# Written instruction 1
In the forum thread about formatting a text file, why does the poster want to reshape the file's layout?
# Written instruction 2
Replace "Target" with "Label" in the records, starting at the line that contains "One point belongs to each instance of the blurred" and ending at the last line of the records. Leave everything else unchanged, and return only those lines.

# Reading passage
= = =

LinuxQuestions.org
Latest LQ Deal: Complete CCNA, CCNP & Red Hat Certification Training Bundle
Go Back   LinuxQuestions.org > Forums > Linux Forums > Linux - Newbie
User Name
Password
Linux - Newbie This Linux forum is for members that are new to Linux.
Just starting out and have a question? If it is not in the man pages or the how-to's this is the place!

Notices


Reply
  Search this Thread
Old 11-05-2011, 12:48 PM   #1
totaluser
LQ Newbie
 
Registered: Nov 2011
Posts: 29

Rep: Reputation: Disabled
[Help] format text file for import into SQL table (with sed or similar)


Hello everybody,

I am working on a project where I need to import gathered data into SQLite database table
the textfile I am working with looks like this:
Code:
NAME: "2811 chassis", DESCR: "2811 chassis"
PID: CISCO2811         , VID: V06 , SN: XXXXXXXXXXX

NAME: "WAN Interface Card - Serial 2A/S on Slot 0 SubSlot 0", DESCR: "WAN Interface Card - Serial 2A/S"
PID: WIC-2A/S          , VID: V01, SN: XXXXXXXX   

NAME: "WAN Interface Card - Serial 2T on Slot 0 SubSlot 2", DESCR: "WAN Interface Card - Serial 2T"
PID: WIC-2T            , VID: V01, SN: XXXXXXXX
it can be anything from 1 two-line entry to as many as 15-20 two-line entries

what I want it to look like

Code:
2811 chassis|2811 chassis|CISCO2811|V06|XXXXXXXXXXX
WAN Interface Card - Serial 2A/S on Slot 0 SubSlot 0|WAN Interface Card - Serial 2A/S|WIC-2A/S|V01|XXXXXXXX
WAN Interface Card - Serial 2T on Slot 0 SubSlot 2|WAN Interface Card - Serial 2T|WIC-2T|V01|XXXXXXXX
as for the 1st line of each entry I managed to extract needed information using this sed command
Code:
sed -e "s/^.*\"\(.*\)\".*\"\(.*\)\".*$/\1\|\2\|/" sample.txt
I am struggling with the 2nd line of the entry
it always starts with 'PID: ' then comes the word I want to extract (it never contains any space) then comes variable amount of spaces followed by (,) and another space
after that always comes 'VID: ' followed by 3 characters I want to extract (it never contains any space)

= = =

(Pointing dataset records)
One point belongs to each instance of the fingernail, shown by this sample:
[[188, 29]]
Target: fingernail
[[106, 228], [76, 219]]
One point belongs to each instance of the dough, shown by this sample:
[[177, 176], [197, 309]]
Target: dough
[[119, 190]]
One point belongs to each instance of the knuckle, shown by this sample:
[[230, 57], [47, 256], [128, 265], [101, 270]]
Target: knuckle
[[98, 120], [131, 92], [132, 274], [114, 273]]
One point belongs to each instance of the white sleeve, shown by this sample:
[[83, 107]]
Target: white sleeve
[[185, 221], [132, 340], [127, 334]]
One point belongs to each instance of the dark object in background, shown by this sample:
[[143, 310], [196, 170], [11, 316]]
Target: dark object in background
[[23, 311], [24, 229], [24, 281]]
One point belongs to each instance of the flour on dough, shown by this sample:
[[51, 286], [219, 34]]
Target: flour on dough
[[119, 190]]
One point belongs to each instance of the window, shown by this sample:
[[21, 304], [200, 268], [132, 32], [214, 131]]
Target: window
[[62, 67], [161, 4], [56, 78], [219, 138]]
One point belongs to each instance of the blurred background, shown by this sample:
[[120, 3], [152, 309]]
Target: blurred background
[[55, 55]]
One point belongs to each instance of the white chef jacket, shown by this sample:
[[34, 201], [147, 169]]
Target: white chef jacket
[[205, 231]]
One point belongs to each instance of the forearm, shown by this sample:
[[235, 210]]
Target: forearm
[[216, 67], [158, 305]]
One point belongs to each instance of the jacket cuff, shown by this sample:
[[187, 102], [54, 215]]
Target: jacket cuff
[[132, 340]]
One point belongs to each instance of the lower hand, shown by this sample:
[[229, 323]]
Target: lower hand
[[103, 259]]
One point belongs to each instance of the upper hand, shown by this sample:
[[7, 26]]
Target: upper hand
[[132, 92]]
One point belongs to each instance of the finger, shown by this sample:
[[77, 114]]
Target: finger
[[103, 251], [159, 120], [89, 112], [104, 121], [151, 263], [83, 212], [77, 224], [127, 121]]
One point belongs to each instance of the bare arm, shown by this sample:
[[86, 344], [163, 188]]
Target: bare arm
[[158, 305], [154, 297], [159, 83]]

= = =

# Solution 1
The poster needs to import the gathered data into an SQLite database table.

# Solution 2
One point belongs to each instance of the blurred background, shown by this sample:
[[120, 3], [152, 309]]
Label: blurred background
[[55, 55]]
One point belongs to each instance of the white chef jacket, shown by this sample:
[[34, 201], [147, 169]]
Label: white chef jacket
[[205, 231]]
One point belongs to each instance of the forearm, shown by this sample:
[[235, 210]]
Label: forearm
[[216, 67], [158, 305]]
One point belongs to each instance of the jacket cuff, shown by this sample:
[[187, 102], [54, 215]]
Label: jacket cuff
[[132, 340]]
One point belongs to each instance of the lower hand, shown by this sample:
[[229, 323]]
Label: lower hand
[[103, 259]]
One point belongs to each instance of the upper hand, shown by this sample:
[[7, 26]]
Label: upper hand
[[132, 92]]
One point belongs to each instance of the finger, shown by this sample:
[[77, 114]]
Label: finger
[[103, 251], [159, 120], [89, 112], [104, 121], [151, 263], [83, 212], [77, 224], [127, 121]]
One point belongs to each instance of the bare arm, shown by this sample:
[[86, 344], [163, 188]]
Label: bare arm
[[158, 305], [154, 297], [159, 83]]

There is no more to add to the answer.